## THE PROBLEM
Each line from the one containing "For every instance of the horse's neck" through the last line of the records below is to be repeated as written, with nothing added.

## EXCERPTED DATA

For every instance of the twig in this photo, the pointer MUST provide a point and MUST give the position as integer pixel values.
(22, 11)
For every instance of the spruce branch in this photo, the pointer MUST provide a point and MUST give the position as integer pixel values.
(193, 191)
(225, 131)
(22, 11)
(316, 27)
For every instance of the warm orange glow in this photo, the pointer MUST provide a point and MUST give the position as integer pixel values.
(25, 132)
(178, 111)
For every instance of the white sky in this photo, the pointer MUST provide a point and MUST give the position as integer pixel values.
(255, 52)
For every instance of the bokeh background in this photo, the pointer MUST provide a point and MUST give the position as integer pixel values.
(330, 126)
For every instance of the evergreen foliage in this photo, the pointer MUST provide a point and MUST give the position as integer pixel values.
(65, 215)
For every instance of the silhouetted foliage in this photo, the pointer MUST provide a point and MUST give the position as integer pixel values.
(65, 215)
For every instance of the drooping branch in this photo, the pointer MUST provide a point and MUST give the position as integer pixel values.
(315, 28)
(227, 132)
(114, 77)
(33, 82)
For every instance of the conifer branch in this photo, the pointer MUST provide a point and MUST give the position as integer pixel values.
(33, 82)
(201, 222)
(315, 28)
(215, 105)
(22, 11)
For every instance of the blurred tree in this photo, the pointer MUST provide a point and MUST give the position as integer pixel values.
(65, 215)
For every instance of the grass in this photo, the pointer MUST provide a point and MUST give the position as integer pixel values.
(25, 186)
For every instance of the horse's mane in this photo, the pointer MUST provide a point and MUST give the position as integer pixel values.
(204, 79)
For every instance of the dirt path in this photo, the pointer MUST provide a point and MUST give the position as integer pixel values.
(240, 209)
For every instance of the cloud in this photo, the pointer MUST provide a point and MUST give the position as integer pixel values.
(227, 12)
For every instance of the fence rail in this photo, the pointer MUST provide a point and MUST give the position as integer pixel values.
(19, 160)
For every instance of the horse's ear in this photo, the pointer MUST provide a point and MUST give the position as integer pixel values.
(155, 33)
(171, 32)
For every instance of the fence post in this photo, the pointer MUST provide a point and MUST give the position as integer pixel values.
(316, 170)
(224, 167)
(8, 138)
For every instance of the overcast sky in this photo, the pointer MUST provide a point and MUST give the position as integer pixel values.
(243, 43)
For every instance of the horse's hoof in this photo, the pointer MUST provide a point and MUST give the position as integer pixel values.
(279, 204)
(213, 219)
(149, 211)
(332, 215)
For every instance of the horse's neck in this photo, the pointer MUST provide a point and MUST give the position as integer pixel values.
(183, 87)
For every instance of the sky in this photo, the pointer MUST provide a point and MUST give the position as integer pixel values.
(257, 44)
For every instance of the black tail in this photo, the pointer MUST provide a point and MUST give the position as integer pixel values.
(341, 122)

## THE ANSWER
For every instance of the horse's neck in this photo, the pointer MUST provide a point and MUST give the position as integer pixel values.
(183, 87)
For every instance of the sky in this photo, the pointer MUST provide a point and MUST give the position as integer pixel values.
(257, 44)
For every instance of the black tail in this photo, the pointer MUST provide a point and MUST give the position as integer pixel values.
(341, 122)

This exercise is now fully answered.